Provided passage ::

----

FMD compliance creates some unique challenges. The main requirements involve serialization, compliance reporting, and verification. Medications in Europe are generally packaged and sold at the “unit of use” level, so the volume of product that needs to be serialized and the magnitude of transactions will be two to five times what companies will see in the U.S. where the saleable unit is in larger bulk quantities. Overall, the universe of data to be produced, managed, and reported on will be massive, with the added complexity that each EU Member State is provided flexibility to apply their own unique requirements.


• China: All levels of product – unit, bundle, case, and pallet – must be serialized with a government-issued number, and aggregation is a regulatory requirement. Pharma companies must run a query on a Chinese government system in order to initiate and capture the serial numbers, which are then provided to the packaging lines. After the serial numbers have been deployed, manufacturers must report back on product events.


There are multiple complications associated with Chinese reporting requirements. First, all reports must be manually uploaded to the China FSDA system by someone based in China; the upload cannot be managed remotely from another country. In addition, there is a size restriction of five megabytes for the uploaded report. If you are reporting on a large batch of data, your file size can easily exceed that, in which case you will need to follow strict guidelines on how to split up the file, what header information to assign, and the sequence in which to upload the multi-part report.


While serialization - the global track and


trace regulations to protect patient safety and ensure product integrity - will be a standard requirement for the global drug supply by the end of the decade, the serialization requirements themselves will be far from standard.


• Brazil: RDC 54 regulations establish very complex new serialization requirements for all registered drug products that started phasing in starting in December 2015. Manufacturers will need to apply unique Brazilian IUM identifiers into 2D DataMatrix barcodes for each saleable unit, serialize each transport container (case) and ensure aggregation relationships.

----

Source data ::
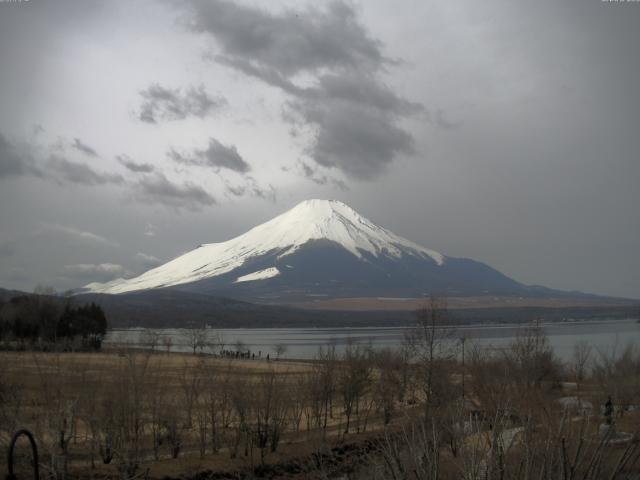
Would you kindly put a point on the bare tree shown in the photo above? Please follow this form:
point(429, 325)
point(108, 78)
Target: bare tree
point(195, 338)
point(431, 346)
point(579, 365)
point(279, 349)
point(354, 377)
point(150, 338)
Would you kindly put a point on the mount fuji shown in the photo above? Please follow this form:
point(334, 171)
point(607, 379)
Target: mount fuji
point(322, 249)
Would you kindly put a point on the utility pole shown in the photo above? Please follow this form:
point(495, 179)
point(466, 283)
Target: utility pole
point(462, 341)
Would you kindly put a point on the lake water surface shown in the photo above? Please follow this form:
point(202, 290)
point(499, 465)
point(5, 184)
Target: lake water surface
point(603, 335)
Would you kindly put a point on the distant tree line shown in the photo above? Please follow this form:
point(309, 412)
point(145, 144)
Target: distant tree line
point(45, 321)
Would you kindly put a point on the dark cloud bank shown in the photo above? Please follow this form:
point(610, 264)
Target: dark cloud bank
point(353, 116)
point(216, 155)
point(161, 103)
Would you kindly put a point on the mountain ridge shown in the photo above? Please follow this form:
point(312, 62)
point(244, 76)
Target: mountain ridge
point(320, 248)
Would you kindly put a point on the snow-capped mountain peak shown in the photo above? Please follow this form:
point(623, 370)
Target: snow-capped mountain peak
point(285, 234)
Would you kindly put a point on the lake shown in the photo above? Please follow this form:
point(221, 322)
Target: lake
point(303, 343)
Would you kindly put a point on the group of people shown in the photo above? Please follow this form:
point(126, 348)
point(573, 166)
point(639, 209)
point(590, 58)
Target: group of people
point(245, 355)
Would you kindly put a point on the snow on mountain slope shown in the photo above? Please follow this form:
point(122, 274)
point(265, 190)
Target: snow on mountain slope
point(310, 220)
point(260, 275)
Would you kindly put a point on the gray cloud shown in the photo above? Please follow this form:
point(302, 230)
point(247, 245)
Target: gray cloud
point(81, 173)
point(146, 260)
point(7, 249)
point(14, 164)
point(354, 116)
point(84, 148)
point(358, 141)
point(161, 103)
point(290, 42)
point(215, 155)
point(74, 233)
point(94, 272)
point(129, 164)
point(251, 188)
point(313, 175)
point(158, 189)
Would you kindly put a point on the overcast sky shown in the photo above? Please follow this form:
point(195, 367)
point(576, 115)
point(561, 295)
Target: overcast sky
point(507, 132)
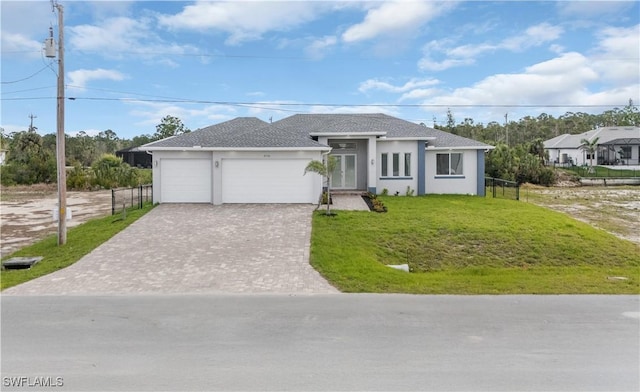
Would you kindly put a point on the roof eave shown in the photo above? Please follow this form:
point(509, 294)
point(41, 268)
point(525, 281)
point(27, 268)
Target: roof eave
point(319, 148)
point(407, 138)
point(347, 134)
point(487, 147)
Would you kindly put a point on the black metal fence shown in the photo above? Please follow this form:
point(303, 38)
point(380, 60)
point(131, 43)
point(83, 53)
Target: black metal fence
point(123, 198)
point(497, 187)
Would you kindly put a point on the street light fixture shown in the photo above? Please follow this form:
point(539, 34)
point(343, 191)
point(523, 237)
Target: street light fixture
point(60, 139)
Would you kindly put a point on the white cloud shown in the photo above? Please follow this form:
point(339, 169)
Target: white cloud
point(383, 108)
point(420, 93)
point(593, 9)
point(243, 21)
point(394, 17)
point(122, 36)
point(193, 118)
point(533, 36)
point(564, 80)
point(466, 54)
point(20, 45)
point(617, 55)
point(376, 84)
point(319, 47)
point(79, 78)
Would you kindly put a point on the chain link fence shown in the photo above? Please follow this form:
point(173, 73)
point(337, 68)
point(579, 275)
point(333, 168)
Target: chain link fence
point(504, 189)
point(124, 198)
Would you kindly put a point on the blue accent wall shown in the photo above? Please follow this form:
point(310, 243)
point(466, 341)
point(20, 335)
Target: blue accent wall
point(480, 175)
point(421, 167)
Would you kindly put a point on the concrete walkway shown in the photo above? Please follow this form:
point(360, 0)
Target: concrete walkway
point(191, 248)
point(348, 202)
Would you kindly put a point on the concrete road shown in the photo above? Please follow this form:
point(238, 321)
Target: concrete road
point(321, 342)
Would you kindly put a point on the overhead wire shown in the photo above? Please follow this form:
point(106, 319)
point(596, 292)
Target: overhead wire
point(27, 77)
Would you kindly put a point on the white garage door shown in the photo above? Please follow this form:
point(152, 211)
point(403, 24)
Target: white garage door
point(267, 181)
point(185, 181)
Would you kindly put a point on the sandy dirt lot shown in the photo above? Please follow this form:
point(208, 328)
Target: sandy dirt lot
point(614, 209)
point(26, 213)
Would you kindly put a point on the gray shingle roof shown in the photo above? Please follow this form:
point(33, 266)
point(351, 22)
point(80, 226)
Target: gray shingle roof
point(211, 135)
point(296, 131)
point(392, 127)
point(604, 135)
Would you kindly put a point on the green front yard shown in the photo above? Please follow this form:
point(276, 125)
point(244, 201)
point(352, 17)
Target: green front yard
point(81, 240)
point(470, 245)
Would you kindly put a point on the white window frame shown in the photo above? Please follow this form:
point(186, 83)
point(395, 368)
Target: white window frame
point(384, 165)
point(450, 173)
point(403, 163)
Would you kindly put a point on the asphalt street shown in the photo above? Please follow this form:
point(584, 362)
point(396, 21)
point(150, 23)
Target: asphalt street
point(320, 342)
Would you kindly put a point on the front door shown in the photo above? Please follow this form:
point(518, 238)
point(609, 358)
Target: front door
point(344, 174)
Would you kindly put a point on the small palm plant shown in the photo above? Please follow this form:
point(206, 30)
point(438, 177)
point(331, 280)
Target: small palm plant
point(325, 169)
point(590, 146)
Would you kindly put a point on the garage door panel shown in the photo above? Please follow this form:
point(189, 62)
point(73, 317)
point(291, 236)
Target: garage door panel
point(186, 180)
point(266, 181)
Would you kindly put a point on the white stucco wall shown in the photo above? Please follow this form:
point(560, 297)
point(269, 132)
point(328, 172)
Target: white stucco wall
point(397, 184)
point(464, 184)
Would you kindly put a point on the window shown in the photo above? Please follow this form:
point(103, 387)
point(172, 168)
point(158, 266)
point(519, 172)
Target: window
point(449, 164)
point(384, 160)
point(625, 152)
point(407, 165)
point(396, 164)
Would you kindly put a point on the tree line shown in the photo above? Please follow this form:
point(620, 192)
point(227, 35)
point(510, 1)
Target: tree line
point(31, 157)
point(519, 145)
point(518, 155)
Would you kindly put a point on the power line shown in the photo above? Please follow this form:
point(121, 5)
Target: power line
point(28, 77)
point(29, 89)
point(328, 104)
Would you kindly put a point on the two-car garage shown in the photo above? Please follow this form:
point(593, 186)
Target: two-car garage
point(266, 181)
point(222, 179)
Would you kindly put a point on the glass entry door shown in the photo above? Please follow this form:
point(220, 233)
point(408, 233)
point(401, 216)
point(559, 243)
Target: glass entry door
point(344, 174)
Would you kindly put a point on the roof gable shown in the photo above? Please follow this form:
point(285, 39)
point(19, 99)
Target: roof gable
point(297, 131)
point(604, 135)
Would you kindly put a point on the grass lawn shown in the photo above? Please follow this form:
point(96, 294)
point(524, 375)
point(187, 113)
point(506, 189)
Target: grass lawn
point(81, 240)
point(603, 171)
point(470, 245)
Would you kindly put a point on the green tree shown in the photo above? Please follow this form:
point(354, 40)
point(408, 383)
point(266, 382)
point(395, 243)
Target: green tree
point(111, 172)
point(170, 126)
point(325, 169)
point(29, 162)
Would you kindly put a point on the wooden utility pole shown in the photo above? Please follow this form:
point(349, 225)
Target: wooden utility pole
point(506, 126)
point(31, 128)
point(60, 140)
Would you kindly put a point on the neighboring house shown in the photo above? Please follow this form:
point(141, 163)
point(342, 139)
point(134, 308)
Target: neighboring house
point(247, 160)
point(135, 157)
point(616, 146)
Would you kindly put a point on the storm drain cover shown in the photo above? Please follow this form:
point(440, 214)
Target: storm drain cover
point(21, 262)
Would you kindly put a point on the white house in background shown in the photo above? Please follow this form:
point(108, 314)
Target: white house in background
point(246, 160)
point(616, 146)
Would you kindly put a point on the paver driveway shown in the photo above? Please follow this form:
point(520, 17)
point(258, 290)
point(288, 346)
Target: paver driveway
point(192, 248)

----

Required action ::
Reproduce the passage on drug serialization requirements in full, word for word.

Output ::
FMD compliance creates some unique challenges. The main requirements involve serialization, compliance reporting, and verification. Medications in Europe are generally packaged and sold at the “unit of use” level, so the volume of product that needs to be serialized and the magnitude of transactions will be two to five times what companies will see in the U.S. where the saleable unit is in larger bulk quantities. Overall, the universe of data to be produced, managed, and reported on will be massive, with the added complexity that each EU Member State is provided flexibility to apply their own unique requirements.


• China: All levels of product – unit, bundle, case, and pallet – must be serialized with a government-issued number, and aggregation is a regulatory requirement. Pharma companies must run a query on a Chinese government system in order to initiate and capture the serial numbers, which are then provided to the packaging lines. After the serial numbers have been deployed, manufacturers must report back on product events.


There are multiple complications associated with Chinese reporting requirements. First, all reports must be manually uploaded to the China FSDA system by someone based in China; the upload cannot be managed remotely from another country. In addition, there is a size restriction of five megabytes for the uploaded report. If you are reporting on a large batch of data, your file size can easily exceed that, in which case you will need to follow strict guidelines on how to split up the file, what header information to assign, and the sequence in which to upload the multi-part report.


While serialization - the global track and


trace regulations to protect patient safety and ensure product integrity - will be a standard requirement for the global drug supply by the end of the decade, the serialization requirements themselves will be far from standard.


• Brazil: RDC 54 regulations establish very complex new serialization requirements for all registered drug products that started phasing in starting in December 2015. Manufacturers will need to apply unique Brazilian IUM identifiers into 2D DataMatrix barcodes for each saleable unit, serialize each transport container (case) and ensure aggregation relationships.